# Provided material
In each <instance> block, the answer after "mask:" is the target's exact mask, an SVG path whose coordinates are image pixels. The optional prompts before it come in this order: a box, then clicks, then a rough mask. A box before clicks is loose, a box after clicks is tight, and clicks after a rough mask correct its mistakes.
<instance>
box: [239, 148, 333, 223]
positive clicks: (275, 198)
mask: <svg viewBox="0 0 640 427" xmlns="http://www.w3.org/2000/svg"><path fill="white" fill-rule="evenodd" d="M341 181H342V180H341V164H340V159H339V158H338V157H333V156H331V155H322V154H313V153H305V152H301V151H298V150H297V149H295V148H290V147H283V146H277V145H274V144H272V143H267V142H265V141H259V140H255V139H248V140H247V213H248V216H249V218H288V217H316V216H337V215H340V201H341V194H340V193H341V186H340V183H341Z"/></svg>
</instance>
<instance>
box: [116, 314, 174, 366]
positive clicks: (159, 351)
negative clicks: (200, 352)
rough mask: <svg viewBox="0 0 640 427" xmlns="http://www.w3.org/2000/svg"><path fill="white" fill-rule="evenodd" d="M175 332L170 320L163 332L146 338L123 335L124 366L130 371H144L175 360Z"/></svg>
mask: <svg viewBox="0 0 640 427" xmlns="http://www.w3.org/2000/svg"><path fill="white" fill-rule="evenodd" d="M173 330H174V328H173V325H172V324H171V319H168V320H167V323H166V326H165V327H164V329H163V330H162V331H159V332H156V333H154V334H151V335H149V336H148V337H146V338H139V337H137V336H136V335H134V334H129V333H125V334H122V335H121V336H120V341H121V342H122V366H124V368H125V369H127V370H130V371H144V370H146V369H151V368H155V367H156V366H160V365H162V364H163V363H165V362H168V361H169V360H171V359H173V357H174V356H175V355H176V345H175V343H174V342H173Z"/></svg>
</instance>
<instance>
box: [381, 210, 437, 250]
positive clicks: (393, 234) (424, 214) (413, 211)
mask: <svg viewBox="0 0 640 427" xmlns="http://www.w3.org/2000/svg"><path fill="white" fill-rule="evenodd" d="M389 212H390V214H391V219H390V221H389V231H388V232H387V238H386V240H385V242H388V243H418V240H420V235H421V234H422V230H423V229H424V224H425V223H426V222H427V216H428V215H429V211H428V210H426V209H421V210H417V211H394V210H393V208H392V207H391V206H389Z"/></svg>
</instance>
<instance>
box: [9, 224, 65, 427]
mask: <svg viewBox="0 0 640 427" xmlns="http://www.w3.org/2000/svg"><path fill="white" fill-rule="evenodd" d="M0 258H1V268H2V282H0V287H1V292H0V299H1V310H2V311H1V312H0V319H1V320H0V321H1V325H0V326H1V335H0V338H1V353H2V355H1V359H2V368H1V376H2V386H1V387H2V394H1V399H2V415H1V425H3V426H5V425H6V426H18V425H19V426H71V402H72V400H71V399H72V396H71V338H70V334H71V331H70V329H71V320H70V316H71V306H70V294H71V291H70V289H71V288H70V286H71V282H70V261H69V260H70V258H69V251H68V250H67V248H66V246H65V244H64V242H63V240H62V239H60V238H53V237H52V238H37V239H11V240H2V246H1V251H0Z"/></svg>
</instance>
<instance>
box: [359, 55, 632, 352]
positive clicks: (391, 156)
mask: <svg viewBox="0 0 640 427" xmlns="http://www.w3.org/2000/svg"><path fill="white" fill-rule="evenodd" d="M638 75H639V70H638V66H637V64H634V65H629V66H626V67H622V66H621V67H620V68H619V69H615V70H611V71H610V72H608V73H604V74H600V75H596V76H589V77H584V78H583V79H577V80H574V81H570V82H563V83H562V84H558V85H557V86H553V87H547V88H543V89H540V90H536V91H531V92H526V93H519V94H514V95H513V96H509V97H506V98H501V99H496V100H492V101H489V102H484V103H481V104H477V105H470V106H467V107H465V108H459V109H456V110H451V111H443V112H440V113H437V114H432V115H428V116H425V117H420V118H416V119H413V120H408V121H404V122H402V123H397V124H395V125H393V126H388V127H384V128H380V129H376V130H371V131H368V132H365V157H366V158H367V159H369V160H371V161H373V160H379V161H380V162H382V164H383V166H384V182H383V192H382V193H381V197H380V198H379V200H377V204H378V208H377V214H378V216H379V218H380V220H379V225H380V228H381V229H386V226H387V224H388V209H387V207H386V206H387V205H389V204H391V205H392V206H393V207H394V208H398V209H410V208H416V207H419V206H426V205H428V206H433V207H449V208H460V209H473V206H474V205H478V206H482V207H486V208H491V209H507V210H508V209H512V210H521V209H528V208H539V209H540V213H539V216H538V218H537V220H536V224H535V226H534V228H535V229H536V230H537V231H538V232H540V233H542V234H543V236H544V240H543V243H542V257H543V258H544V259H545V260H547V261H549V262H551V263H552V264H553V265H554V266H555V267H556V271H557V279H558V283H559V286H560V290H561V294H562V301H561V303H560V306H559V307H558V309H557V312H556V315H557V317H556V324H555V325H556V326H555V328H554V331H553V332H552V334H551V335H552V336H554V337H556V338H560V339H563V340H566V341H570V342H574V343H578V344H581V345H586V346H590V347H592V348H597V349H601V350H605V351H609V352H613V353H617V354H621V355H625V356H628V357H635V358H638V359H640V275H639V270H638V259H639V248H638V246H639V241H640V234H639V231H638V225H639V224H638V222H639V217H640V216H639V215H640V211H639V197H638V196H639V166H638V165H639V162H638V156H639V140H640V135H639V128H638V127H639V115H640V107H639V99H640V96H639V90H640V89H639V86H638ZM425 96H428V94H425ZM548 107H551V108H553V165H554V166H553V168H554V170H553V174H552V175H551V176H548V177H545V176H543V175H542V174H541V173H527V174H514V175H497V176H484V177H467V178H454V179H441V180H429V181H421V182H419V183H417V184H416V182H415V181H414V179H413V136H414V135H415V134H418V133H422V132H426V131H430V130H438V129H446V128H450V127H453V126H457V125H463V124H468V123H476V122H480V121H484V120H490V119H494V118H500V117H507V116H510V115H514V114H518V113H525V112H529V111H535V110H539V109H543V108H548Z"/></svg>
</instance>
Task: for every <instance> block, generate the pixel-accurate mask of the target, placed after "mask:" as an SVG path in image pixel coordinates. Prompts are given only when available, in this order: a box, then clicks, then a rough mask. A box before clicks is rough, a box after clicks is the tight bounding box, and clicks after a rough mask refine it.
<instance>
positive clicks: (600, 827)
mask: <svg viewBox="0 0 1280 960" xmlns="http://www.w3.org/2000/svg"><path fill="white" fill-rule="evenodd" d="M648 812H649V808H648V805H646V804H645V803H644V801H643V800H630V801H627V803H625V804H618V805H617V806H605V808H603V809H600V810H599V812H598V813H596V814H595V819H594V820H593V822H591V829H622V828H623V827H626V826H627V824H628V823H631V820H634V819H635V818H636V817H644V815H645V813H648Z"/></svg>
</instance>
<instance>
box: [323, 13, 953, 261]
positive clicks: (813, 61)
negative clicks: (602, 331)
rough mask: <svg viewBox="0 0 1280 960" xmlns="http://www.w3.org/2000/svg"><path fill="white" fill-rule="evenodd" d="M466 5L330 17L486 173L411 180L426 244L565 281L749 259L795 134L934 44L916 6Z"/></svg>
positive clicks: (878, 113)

# Your task
List the lines of the records where "after" occurs.

# Reply to the exercise
In each <instance> block, the answer after "mask:" is the target's exact mask, an SVG path whose coordinates are image pixels. The optional prompts before it come in this order: a box, then clicks, then a rough mask. A box before clicks is loose, a box after clicks is tight, and clicks after a rough mask correct its mistakes.
Task: for every <instance> block, generate the pixel-accurate mask of the target, placed after "mask:" as an SVG path in image pixel coordinates. Prompts are given only when available, in this order: a box, then clicks, then a rough mask. A box before clicks is rough, a box after clicks is the tight bounding box, and clicks after a rough mask refine it.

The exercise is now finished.